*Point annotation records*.
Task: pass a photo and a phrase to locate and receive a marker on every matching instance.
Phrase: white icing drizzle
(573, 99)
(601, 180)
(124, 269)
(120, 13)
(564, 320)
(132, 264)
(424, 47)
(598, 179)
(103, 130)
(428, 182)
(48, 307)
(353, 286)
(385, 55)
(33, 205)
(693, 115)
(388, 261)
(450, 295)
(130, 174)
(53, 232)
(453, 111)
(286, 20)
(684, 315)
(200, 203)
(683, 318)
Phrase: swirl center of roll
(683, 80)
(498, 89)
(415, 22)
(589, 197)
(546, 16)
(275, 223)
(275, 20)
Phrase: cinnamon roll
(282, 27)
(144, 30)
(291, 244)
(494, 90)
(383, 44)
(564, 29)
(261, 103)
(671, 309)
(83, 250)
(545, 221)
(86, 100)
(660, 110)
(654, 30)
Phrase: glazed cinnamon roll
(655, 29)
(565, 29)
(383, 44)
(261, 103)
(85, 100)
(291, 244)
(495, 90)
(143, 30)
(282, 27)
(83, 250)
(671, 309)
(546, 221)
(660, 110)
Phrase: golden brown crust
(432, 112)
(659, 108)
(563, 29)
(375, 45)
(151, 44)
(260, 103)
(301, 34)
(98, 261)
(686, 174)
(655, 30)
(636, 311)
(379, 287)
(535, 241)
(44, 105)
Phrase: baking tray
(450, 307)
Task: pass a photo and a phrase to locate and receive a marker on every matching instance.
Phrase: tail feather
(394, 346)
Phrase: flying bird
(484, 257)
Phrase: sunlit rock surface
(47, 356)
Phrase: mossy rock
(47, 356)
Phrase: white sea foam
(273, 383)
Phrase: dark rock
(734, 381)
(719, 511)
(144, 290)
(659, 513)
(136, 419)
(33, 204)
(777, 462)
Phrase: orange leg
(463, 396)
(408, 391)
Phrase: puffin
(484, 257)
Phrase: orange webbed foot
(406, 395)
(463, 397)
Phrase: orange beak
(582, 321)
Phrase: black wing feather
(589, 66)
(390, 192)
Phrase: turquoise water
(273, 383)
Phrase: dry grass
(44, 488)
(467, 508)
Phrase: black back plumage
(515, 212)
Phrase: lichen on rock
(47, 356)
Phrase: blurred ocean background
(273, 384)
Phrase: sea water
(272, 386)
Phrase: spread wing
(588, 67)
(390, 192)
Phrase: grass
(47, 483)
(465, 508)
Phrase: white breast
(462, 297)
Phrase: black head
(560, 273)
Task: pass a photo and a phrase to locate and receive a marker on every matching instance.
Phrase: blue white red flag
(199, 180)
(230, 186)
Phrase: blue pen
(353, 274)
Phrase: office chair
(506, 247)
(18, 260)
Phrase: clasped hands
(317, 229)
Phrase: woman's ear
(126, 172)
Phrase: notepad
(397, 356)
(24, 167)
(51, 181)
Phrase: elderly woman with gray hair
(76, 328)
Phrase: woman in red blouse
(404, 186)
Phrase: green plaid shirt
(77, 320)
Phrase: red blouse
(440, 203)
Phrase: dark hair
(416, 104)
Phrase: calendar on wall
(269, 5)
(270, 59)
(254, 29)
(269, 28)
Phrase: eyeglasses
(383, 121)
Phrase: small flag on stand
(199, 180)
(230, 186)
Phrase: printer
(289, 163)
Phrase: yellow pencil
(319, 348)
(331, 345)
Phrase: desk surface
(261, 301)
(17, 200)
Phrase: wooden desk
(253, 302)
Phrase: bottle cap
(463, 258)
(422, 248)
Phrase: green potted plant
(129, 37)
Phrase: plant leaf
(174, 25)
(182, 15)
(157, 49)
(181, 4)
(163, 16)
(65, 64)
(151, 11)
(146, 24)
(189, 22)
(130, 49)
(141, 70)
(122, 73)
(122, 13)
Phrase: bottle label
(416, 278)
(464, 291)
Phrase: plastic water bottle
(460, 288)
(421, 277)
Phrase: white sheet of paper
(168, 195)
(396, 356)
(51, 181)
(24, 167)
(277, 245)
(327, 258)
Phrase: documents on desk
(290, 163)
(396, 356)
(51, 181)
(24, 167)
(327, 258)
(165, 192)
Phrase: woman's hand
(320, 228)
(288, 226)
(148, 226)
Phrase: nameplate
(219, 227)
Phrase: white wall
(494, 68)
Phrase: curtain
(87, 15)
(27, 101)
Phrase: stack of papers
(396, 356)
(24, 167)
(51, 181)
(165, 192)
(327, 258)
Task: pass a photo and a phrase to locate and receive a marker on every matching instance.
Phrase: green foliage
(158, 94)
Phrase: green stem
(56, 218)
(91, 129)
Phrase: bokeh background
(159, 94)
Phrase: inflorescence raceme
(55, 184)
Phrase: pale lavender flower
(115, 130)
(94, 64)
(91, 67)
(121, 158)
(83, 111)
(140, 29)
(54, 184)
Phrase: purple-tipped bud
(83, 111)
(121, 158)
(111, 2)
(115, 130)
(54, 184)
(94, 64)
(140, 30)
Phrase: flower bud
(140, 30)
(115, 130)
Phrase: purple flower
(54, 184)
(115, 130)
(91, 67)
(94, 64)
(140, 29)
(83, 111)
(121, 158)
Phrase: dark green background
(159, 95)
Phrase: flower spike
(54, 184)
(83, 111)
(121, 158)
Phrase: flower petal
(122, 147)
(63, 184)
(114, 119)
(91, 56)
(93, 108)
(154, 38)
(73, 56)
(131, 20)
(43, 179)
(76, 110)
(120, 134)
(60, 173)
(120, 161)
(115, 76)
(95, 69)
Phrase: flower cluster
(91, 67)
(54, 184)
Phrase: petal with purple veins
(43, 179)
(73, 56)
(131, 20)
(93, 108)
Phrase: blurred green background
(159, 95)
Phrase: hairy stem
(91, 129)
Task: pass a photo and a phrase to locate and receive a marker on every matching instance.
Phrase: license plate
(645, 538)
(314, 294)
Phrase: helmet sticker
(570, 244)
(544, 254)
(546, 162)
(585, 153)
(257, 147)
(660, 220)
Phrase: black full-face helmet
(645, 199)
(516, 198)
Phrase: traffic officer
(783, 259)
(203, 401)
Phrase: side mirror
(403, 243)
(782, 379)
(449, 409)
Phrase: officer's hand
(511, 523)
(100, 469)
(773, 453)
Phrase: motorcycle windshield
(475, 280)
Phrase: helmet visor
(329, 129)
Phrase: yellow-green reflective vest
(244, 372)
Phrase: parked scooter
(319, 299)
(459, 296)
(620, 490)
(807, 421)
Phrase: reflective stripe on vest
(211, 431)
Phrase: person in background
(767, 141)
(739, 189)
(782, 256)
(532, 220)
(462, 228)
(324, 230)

*Description of the task*. All lines from the one containing "Phrase: curtain" through the end of the records, both ends included, are to be quoted exactly; please add nothing else.

*Task solution*.
Phrase: curtain
(87, 15)
(27, 101)
Phrase: stack of papers
(396, 356)
(24, 167)
(51, 181)
(165, 192)
(327, 258)
Task: pass a photo and a phrase to locate and receive a marker on every matching instance.
Phrase: green foliage
(158, 94)
Phrase: green stem
(56, 218)
(91, 129)
Phrase: bokeh background
(159, 94)
Phrase: inflorescence raceme
(55, 184)
Phrase: pale lavender flower
(115, 130)
(94, 64)
(91, 67)
(121, 158)
(83, 111)
(140, 29)
(54, 184)
Phrase: purple-tipped bud
(83, 111)
(121, 158)
(111, 2)
(115, 130)
(54, 184)
(94, 64)
(140, 30)
Phrase: flower bud
(140, 30)
(115, 130)
Phrase: purple flower
(54, 184)
(115, 130)
(91, 67)
(94, 64)
(140, 29)
(83, 111)
(121, 158)
Phrase: dark green background
(159, 95)
Phrase: flower spike
(54, 184)
(83, 111)
(121, 158)
Phrase: flower petal
(122, 147)
(63, 184)
(114, 119)
(91, 56)
(93, 108)
(154, 38)
(73, 56)
(131, 20)
(43, 179)
(76, 110)
(120, 134)
(60, 173)
(120, 161)
(115, 76)
(95, 69)
Phrase: flower cluster
(91, 67)
(54, 184)
Phrase: petal with purple veins
(43, 179)
(73, 56)
(131, 20)
(93, 108)
Phrase: blurred green background
(159, 95)
Phrase: hairy stem
(91, 129)
Task: pass a photo and a phrase to locate and receive a marker on every matching instance.
Phrase: license plate
(645, 538)
(314, 294)
Phrase: helmet sticker
(570, 244)
(544, 254)
(546, 162)
(585, 153)
(257, 147)
(660, 220)
Phrase: black full-face helmet
(645, 199)
(516, 198)
Phrase: traffic officer
(783, 259)
(203, 401)
Phrase: side mirror
(403, 243)
(782, 379)
(449, 409)
Phrase: officer's hand
(511, 523)
(100, 469)
(773, 453)
Phrase: motorcycle windshield
(475, 280)
Phrase: helmet visor
(329, 129)
Phrase: yellow-green reflective vest
(244, 372)
Phrase: parked scooter
(319, 299)
(459, 296)
(620, 490)
(807, 421)
Phrase: reflective stripe on vest
(211, 431)
Phrase: person in background
(767, 141)
(739, 189)
(782, 256)
(532, 220)
(462, 228)
(324, 230)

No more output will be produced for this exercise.